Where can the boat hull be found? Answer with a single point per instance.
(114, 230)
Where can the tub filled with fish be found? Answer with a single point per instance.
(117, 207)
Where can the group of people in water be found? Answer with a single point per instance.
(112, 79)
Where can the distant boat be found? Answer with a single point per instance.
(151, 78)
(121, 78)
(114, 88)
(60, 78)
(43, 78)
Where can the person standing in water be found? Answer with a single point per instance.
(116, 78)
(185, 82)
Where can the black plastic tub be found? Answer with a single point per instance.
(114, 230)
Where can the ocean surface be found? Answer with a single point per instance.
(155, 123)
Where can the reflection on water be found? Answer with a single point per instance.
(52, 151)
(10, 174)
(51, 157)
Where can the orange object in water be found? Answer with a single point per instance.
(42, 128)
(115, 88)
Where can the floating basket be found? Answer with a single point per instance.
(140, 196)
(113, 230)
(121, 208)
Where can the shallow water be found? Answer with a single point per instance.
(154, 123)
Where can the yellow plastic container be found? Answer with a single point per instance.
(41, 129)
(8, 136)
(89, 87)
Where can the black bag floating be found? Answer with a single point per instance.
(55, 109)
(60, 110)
-----
What is needed is an exact transcription of every entry.

Where can the boat hull be found? Answer with a single point per instance.
(114, 230)
Where can the tub filled with fish be found? Answer with a single point per instance.
(117, 207)
Where can the group of people in water be found? Answer with a single point per instance.
(112, 79)
Where can the distant boat be found? Answer with a single point per instance.
(151, 78)
(121, 78)
(114, 88)
(60, 78)
(43, 78)
Where can the person standing in water be found? Answer with a single point per instance.
(116, 78)
(185, 82)
Where can the black plastic tub be found? Answer with a single point per instance.
(114, 230)
Where can the ocean surface be found? Answer with a single point per instance.
(155, 123)
Where can the reflection on water be found? Answer with a single point per instance.
(52, 151)
(10, 174)
(51, 157)
Where can the orange object in water be found? Answer with a single point per instance.
(42, 128)
(115, 88)
Where can the floating basket be found? Answer with a single point per instance.
(140, 196)
(113, 230)
(121, 208)
Where can the shallow water be found? Answer with a single point per instance.
(154, 123)
Where can the yellow plastic container be found? Answer with a single point per instance.
(41, 129)
(8, 136)
(89, 87)
Where can the black bag floating be found? Answer with a single point per instance.
(55, 109)
(60, 110)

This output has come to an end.